** begin **

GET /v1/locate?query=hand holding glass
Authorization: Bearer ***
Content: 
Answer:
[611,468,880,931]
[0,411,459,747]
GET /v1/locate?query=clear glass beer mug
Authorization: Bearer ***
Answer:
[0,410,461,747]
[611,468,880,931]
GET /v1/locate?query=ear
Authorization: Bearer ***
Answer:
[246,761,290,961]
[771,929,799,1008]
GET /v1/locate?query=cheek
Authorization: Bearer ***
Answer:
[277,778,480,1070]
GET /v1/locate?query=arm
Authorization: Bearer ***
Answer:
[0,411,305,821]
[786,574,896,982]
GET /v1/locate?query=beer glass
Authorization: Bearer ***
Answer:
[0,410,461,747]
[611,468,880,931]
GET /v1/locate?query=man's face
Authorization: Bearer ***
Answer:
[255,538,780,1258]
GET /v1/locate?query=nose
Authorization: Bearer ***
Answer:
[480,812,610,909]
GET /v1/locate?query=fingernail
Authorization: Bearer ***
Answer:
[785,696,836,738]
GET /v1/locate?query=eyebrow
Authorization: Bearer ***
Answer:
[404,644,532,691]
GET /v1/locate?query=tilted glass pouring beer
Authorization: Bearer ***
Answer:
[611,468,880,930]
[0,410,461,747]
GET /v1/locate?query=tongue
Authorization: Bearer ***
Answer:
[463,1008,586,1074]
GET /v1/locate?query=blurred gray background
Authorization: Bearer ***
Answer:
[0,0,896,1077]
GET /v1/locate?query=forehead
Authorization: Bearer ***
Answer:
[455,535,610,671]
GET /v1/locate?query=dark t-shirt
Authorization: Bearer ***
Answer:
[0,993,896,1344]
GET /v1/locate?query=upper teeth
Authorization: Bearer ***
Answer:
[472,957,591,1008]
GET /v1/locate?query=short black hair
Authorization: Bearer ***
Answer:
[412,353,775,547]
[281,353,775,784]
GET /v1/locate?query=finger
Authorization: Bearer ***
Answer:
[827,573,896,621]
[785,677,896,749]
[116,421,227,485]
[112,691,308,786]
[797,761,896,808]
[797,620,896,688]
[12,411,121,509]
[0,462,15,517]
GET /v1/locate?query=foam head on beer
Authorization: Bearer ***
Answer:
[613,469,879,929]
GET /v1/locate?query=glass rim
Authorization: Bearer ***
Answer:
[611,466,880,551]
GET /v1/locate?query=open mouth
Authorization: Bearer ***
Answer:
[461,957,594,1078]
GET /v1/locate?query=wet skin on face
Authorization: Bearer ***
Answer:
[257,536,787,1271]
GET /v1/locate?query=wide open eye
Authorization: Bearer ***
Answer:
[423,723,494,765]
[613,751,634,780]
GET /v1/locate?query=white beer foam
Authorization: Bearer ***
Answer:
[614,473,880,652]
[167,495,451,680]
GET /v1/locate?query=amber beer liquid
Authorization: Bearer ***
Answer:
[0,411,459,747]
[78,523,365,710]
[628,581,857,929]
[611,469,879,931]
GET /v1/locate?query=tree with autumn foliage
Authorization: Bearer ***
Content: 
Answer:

** end **

OBJECTIVE -
Please reproduce every one of the records above, word for word.

ANSWER TO THE EXERCISE -
GET /v1/locate?query=hand holding glass
Authorization: Bearer ***
Content: 
Answer:
[611,468,880,931]
[0,411,459,747]
GET /v1/locate?query=clear glass beer mug
Authorization: Bearer ***
Answer:
[0,410,461,747]
[611,468,880,931]
GET /v1/locate?query=ear
Authorization: Bearer ***
Answer:
[246,761,290,961]
[771,929,799,1008]
GET /v1/locate?query=cheek
Authorization: Bearer ***
Answer:
[277,778,480,1070]
GET /v1/locate?query=arm
Authorization: Bearer ***
Answer:
[0,411,305,821]
[786,574,896,982]
GET /v1/locate?query=beer glass
Authorization: Bearer ***
Answer:
[0,410,461,747]
[611,468,880,931]
GET /v1/locate?query=man's face
Authorization: Bearer ***
Answer:
[255,538,780,1258]
GET /v1/locate?query=nose
Authorization: Bearer ***
Answer:
[480,812,610,909]
GET /v1/locate?query=fingernail
Authorization: Bearer ***
Answer:
[785,696,836,738]
GET /v1/locate?query=eyebrow
Authorization: Bearer ***
Answer:
[404,644,532,691]
GET /v1/locate?query=tilted glass pouring beer
Authorization: Bearer ***
Answer:
[611,468,880,930]
[0,410,461,747]
GET /v1/locate?query=tongue
Authorization: Bearer ***
Answer:
[463,1008,586,1074]
GET /v1/locate?query=blurred gray background
Authorization: Bearer ***
Answer:
[0,0,896,1077]
GET /v1/locate?query=forehead
Authorization: Bearer ***
Answer:
[455,535,610,671]
GET /v1/locate?query=dark t-shirt
Authorization: Bearer ***
Answer:
[0,993,896,1344]
GET /v1/locate?query=upper teeth
Authorization: Bearer ***
Answer:
[472,957,591,1008]
GET /v1/locate?query=short black hair
Authorization: Bearer ***
Answer:
[412,353,775,547]
[281,353,775,784]
GET /v1/locate?query=finger
Authorization: Bearer ***
Answer:
[827,573,896,621]
[785,677,896,749]
[116,421,227,485]
[112,691,308,786]
[797,761,896,808]
[797,620,896,688]
[12,411,121,509]
[0,462,15,517]
GET /v1/locate?query=foam head on beer
Authorization: Bearer ***
Answer:
[613,469,879,929]
GET /v1/locate?query=glass rim
Authorization: Bearer ***
Answer:
[611,466,880,551]
GET /v1/locate?query=open mouth
Authorization: Bearer ***
Answer:
[461,957,594,1078]
GET /v1/locate?query=wet skin on face
Authorization: Bearer ***
Answer:
[257,536,787,1271]
GET /v1/locate?query=wide open eye
Authorization: Bearer ***
Answer:
[423,723,494,765]
[613,751,634,780]
GET /v1/locate?query=white beer foam
Authorization: Bearer ***
Answer:
[614,473,880,652]
[167,495,451,680]
GET /v1/locate?query=amber beer liquid
Authorization: Bearer ***
Answer:
[0,411,459,747]
[78,523,365,710]
[628,581,857,929]
[611,469,879,931]
GET /v1/locate?query=tree with autumn foliage
Authorization: Bearer ***
Content: 
Answer:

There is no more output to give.